4. Software-as-a-service (SaaS) is inherently more secure than on-premises software. This is especially true regarding software vulnerabilities. When a developer discovers a vulnerability in the SaaS version of their product, they only need to apply the patch once for all their customers; they don’t have to plead with their customers to apply any patch. In fact, the customers won’t usually even know there was a vulnerability[iii], let alone need to apply the patch themselves.
5. Many cyber and physical security monitoring services, such as SecureWorks, have never been available other than in the cloud. These services often have a significant advantage over on-premises security monitoring software. For the same reason, on-premises security monitoring products like SIEM are increasingly moving to the cloud.
How can we decide if the cloud is safe for BES systems?
Is the cloud safe for BES systems? As you might have guessed, there is no up-or-down answer to this question, especially since it’s clear that electric utilities and IPPs will increasingly have little choice but to utilize or deploy at least some BES systems in the cloud. Instead, we need to answer three questions:
1. What cybersecurity risks originate in the cloud? In other words, what cyber risks apply to systems deployed in the cloud that do not apply to systems deployed on premises? For example, one risk is that a widespread cloud outage will overwhelm at least some of the normal redundancy built into the cloud. That seems to have happened in the AWS outage last October. There are many other “purely cloud” risks as well; moreover, new cloud risks are identified all the time.[iv]
2. What mitigations are available for each of those risks and who needs to apply them? In most cases, the “platform” cloud service provider (CSP) or SaaS provider will need to identify mitigations for cloud risks and apply them. Cloud users can do very little to mitigate cloud risks, other than avoid the cloud altogether.

DATA SEGMENT |

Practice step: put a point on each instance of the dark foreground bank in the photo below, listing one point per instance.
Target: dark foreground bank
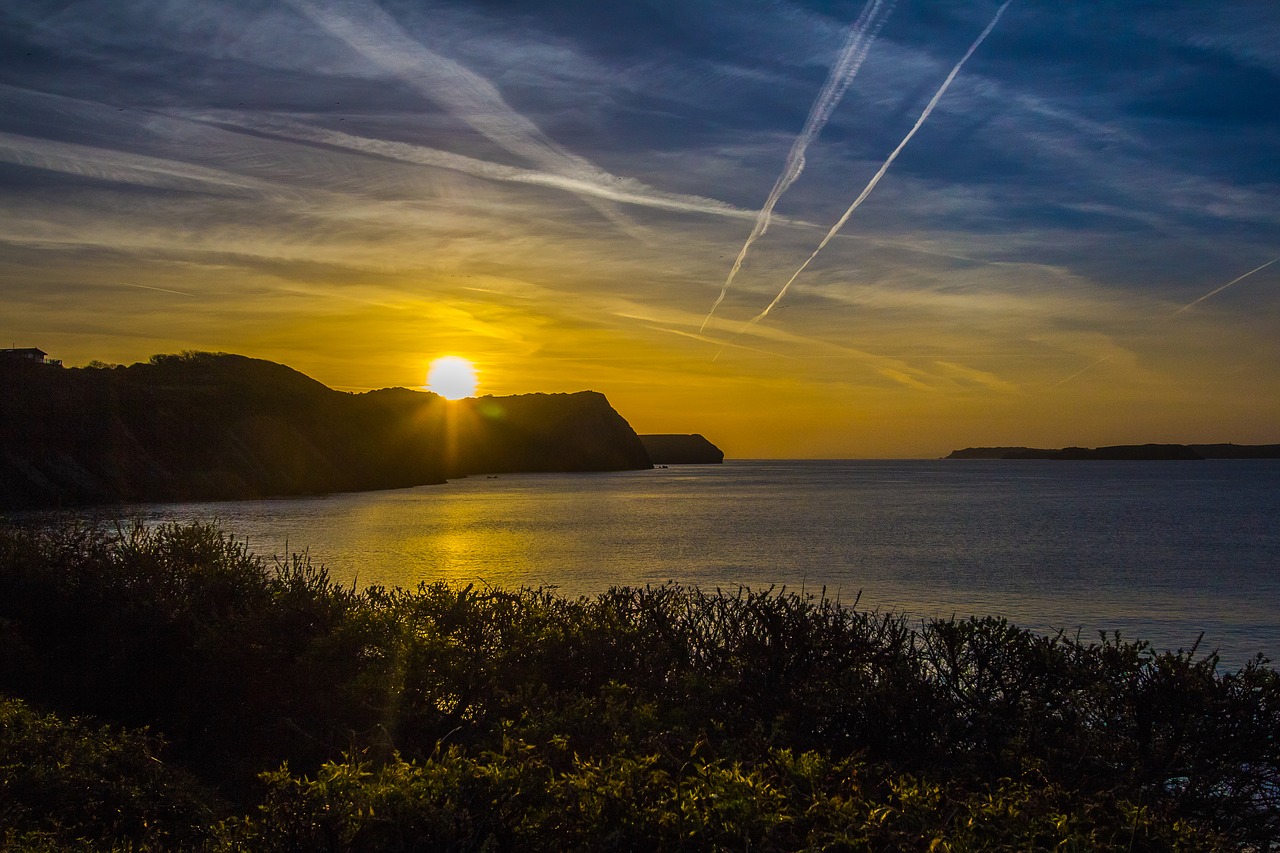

WHAT THIS EXERCISE ASKS |
A: Edit the passage on cloud security by rewriting the stretch from "4. Software-as-a-service (SaaS)" through "the patch themselves." with "customers" changed to "clients".
B: In the passage on cloud security, which security monitoring service is named as one that has never been available other than in the cloud?
The lines come from a separate source.

THE RESPONSES |
A:
4. Software-as-a-service (SaaS) is inherently more secure than on-premises software. This is especially true regarding software vulnerabilities. When a developer discovers a vulnerability in the SaaS version of their product, they only need to apply the patch once for all their clients; they don’t have to plead with their clients to apply any patch. In fact, the clients won’t usually even know there was a vulnerability[iii], let alone need to apply the patch themselves.

B: SecureWorks